Dataset entries →

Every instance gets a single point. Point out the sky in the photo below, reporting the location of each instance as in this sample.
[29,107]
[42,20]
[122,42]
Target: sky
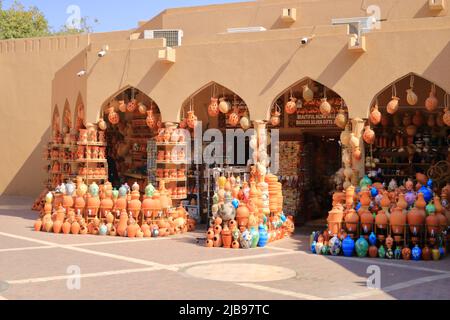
[111,14]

Task instructions → Could you write out all the rows again with "sky" replaced by "water" and nothing else changed? Leave the pictures out.

Correct answer →
Every instance gets a single point. Point out the water in the photo below, reporting the location of each instance as in this sample.
[29,107]
[42,20]
[122,42]
Target: water
[111,14]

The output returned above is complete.